### Tujuan yang dinyatakan 1
Tentukan apakah setiap pernyataan berikut sesuai dengan teks tentang Kartini, lalu jawab ya atau tidak disertai kutipan persis kata-kata teks yang menjadi penentunya. (a) Kartini lahir di Jepara pada tahun 1879. (b) Orang tua Kartini mengizinkannya melanjutkan sekolah setelah lulus Sekolah Dasar. (c) Kartini membaca buku di taman rumah ditemani Simbok.

### Teks sumber
Raden Ajeng Kartini lahir pada 21 April tahun 1879 di kota Jepara, Jawa
Tengah. Ia anak salah seorang bangsawan yang masih sangat taat pada adat
istiadat. Setelah lulus dari Sekolah Dasar ia tidak diperbolehkan
melanjutkan sekolah ke tingkat yang lebih tinggi oleh orangtuanya. Ia
dipingit sambil menunggu waktu untuk dinikahkan. Kartini kecil sangat
sedih dengan hal tersebut, ia ingin menentang tapi tak berani karena
takut dianggap anak durhaka. Untuk menghilangkan kesedihannya, ia
mengumpulkan buku-buku pelajaran dan buku ilmu pengetahuan lainnya yang
kemudian dibacanya di taman rumah dengan ditemani Simbok (pembantunya).

### Daftar catatan
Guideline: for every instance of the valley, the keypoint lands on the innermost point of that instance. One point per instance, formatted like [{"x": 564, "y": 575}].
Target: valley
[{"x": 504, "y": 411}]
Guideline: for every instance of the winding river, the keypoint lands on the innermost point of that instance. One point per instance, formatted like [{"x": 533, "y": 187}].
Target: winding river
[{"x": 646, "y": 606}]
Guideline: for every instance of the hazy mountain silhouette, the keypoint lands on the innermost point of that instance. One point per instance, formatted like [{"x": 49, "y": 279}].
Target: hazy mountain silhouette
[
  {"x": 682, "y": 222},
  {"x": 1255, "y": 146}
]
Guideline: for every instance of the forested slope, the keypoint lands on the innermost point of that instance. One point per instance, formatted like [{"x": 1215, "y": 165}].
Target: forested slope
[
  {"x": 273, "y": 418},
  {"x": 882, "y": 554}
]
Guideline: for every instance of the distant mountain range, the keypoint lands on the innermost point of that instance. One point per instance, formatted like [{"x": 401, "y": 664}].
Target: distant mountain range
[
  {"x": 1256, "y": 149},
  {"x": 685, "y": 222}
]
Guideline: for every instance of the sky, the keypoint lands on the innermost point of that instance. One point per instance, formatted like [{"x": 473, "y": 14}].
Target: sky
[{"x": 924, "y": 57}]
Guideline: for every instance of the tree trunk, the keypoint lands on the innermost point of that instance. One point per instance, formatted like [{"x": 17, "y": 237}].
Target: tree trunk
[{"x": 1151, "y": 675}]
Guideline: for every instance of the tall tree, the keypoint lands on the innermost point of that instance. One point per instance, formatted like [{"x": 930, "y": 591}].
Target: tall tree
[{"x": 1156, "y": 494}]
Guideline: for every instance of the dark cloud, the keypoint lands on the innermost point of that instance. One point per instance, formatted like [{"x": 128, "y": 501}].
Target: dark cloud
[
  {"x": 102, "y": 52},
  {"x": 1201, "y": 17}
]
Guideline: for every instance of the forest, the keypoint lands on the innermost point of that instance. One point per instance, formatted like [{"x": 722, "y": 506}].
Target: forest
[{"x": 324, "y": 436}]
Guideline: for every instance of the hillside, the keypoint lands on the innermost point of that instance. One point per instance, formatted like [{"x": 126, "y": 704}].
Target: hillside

### Tujuan yang dinyatakan 2
Ubah sebagian catatan di atas menjadi daftar bernomor tanpa baris kosong: mulai dari baris catatan yang memuat "Guideline: for every instance of the sky, the", lalu berhenti setelah baris terakhir catatan.

### Jawaban tugas 1
(a) Ya: "Raden Ajeng Kartini lahir pada 21 April tahun 1879 di kota Jepara, Jawa Tengah."
(b) Tidak: "Setelah lulus dari Sekolah Dasar ia tidak diperbolehkan melanjutkan sekolah ke tingkat yang lebih tinggi oleh orangtuanya."
(c) Ya: "kemudian dibacanya di taman rumah dengan ditemani Simbok (pembantunya)."

### Jawaban tugas 2
1. Guideline: for every instance of the sky, the keypoint lands on the innermost point of that instance. One point per instance, formatted like [{"x": 473, "y": 14}].
2. Target: sky
3. [{"x": 924, "y": 57}]
4. Guideline: for every instance of the tree trunk, the keypoint lands on the innermost point of that instance. One point per instance, formatted like [{"x": 17, "y": 237}].
5. Target: tree trunk
6. [{"x": 1151, "y": 675}]
7. Guideline: for every instance of the tall tree, the keypoint lands on the innermost point of that instance. One point per instance, formatted like [{"x": 930, "y": 591}].
8. Target: tall tree
9. [{"x": 1156, "y": 494}]
10. Guideline: for every instance of the dark cloud, the keypoint lands on the innermost point of that instance. One point per instance, formatted like [{"x": 128, "y": 501}].
11. Target: dark cloud
12. [
13.   {"x": 102, "y": 52},
14.   {"x": 1201, "y": 17}
15. ]
16. Guideline: for every instance of the forest, the keypoint lands on the innermost point of that instance. One point per instance, formatted like [{"x": 722, "y": 506}].
17. Target: forest
18. [{"x": 324, "y": 436}]
19. Guideline: for every instance of the hillside, the keypoint lands on the innermost point of that instance. One point per instance, formatted like [{"x": 126, "y": 704}].
20. Target: hillside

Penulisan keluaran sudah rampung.